[Start Document passage]

2006-2007

News Release

REF NO.: 68

SUBJECT: Outstanding faculty and staff recognized at Memorial

DATE: November 22, 2006

Memorial University honoured the efforts of its best educators, researchers and staff members at a special ceremony today at the Fluvarium in St. John’s.
            Ten Memorial employees were honoured at the reception – three for outstanding research; two for distinguished teaching and five for exemplary service. Dr. David Behm was the recipient of the President’s Award for Outstanding Research, while Drs. Wieslaw Kubiak, Business, and Carole Peterson, Psychology, received the designation of University Research Professor.
            The President’s Award for Distinguished Teaching went to Michael Bruce-Lockhart, Engineering, and Dr. Ursula Kelly, Education. The five staff members who received the President’s Award for Exemplary Service were: Rose Barrett, Distance Education and Learning Technologies; Gary Green, Marine Institute; Shona Perry-Maidment, Office of Student Recruitment; Roxanne Rideout Scott; Student Affairs and Services; and Carol Tibbo, Business Administration.
            Memorial began its annual presentation of the University Research Professor designations and the Awards for Outstanding Research in 1984, and the Distinguished Teaching Awards in 1988, as ways of singling out particularly distinguished contributions within its academic community. President’s Awards for Distinguished Teaching recognize the teaching excellence in the university community.                  
            Each winner of the teaching award receives a $5,000 grant contributed by the Memorial University Alumni Association. The President’s Award for Outstanding Research recognizes researchers who have made outstanding contributions to their scholarly disciplines. Each award includes a $5,000 research grant. University Research Professors have acquired a designation above the rank of professor. The title is the most prestigious award the university gives for research, and goes to faculty who have demonstrated a consistently high level of scholarship and whose research is of a truly international stature. The designation carries with it a $4,000 research grant (each year for five years) and a reduced teaching schedule.
 
Biographical notes on award recipients
 
Research Awards:
 
President’s Award for Outstanding Research
            Dr. David Behm, School of Human Kinetics and Recreation, is a graduate of McGill University with a PhD in Rehabilitation Science. His research has received international attention, particularly on the effects of noise on performance. Dr. Behm has also focused his research efforts in the areas of alternations in muscle activation with acute and chronic activity and environments; effect of stretching on performance; effect of instability on the neuromuscular system and performance; mechanisms and effects of fatigue. The findings of Dr. Behm’s research have had implications for the academic community but also for fitness professionals and enthusiasts and athletes. He has also focused his research on various aspects of neuromuscular responses and adaptations to acute activities, fatigue, training and extreme environments. Dr. Behm’s papers have been published in many prestigious scientific journals and he has contributed to several books including the popular Quirks and Quarks Question Book. Dr. Behm has been the recipient of several academic awards including a McMaster University Graduate Scholarship and the Canadian Olympic Association Torch Scholarship.

[End Document passage]
[Start Material shown]

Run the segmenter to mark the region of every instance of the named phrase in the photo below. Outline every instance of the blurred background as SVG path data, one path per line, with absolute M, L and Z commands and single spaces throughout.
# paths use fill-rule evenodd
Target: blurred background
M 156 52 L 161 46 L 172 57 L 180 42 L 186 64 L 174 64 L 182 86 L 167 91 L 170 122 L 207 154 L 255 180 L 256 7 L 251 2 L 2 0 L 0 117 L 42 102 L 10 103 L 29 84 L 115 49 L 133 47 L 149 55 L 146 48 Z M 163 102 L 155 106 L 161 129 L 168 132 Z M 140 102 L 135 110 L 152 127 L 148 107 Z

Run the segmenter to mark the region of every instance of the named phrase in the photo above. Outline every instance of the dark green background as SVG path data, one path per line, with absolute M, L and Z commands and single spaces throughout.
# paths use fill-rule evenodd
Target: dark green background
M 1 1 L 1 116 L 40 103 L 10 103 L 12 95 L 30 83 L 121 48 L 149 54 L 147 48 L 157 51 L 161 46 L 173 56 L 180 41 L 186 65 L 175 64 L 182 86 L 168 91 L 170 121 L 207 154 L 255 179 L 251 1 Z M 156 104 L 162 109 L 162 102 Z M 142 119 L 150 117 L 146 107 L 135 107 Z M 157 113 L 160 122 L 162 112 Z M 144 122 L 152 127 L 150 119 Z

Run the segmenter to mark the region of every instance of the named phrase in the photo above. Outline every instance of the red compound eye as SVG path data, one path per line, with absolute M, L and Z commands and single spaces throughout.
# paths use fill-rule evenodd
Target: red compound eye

[End Material shown]

» **Exercise tasks**
1. Quote the news release on Memorial University's awards from "REF NO.: 68" up to and including "University Research Professor.".
2. In the news release on Memorial University's awards, who contributes the $5,000 grant that each teaching award winner receives?
3. Write what comes next in the news release on Memorial University's awards, picking up after its last sentence.

» **Outputs in order**
1.
REF NO.: 68

SUBJECT: Outstanding faculty and staff recognized at Memorial

DATE: November 22, 2006

Memorial University honoured the efforts of its best educators, researchers and staff members at a special ceremony today at the Fluvarium in St. John’s.
            Ten Memorial employees were honoured at the reception – three for outstanding research; two for distinguished teaching and five for exemplary service. Dr. David Behm was the recipient of the President’s Award for Outstanding Research, while Drs. Wieslaw Kubiak, Business, and Carole Peterson, Psychology, received the designation of University Research Professor.

2. The Memorial University Alumni Association.

3.
University Research Professors:
            Dr. Wieslaw Kubiak, Faculty of Business Administration, received his PhD from the Institute of Computer Science, Polish Academy of Sciences, Warsaw, in 1986 and a D.Sc. in 1996 from the Poznan University of Technology, Poznan, Poland. Dr. Kubiak’s research has been motivated by problems of shared resource allocation arising in business, information technology and computer science as well as problems of minimization of business process variability. His goal has been to develop efficient methods to solve these problems optimally or to prove that such efficient methods do not exist. His research has been supported by grants from NSERC, the NATO Collaborative Research Grant, the Deutsche Forschungsgemeinschaft (Germany), the Fondation Scientific de Lyon et du Sub-Est (France) among others. Dr. Kubiak has conducted his research in co-operation with leading as well as young researchers form universities and research laboratories in Brazil, Byelorussia, Canada, France, Germany, Hungary, Italy, Iran as well as others. He has published 65 publications and 30 research reports and working papers. He was awarded the Dean’s Research Award twice, in 1993 and 1999 and the President’s Award for Outstanding Research in 1995.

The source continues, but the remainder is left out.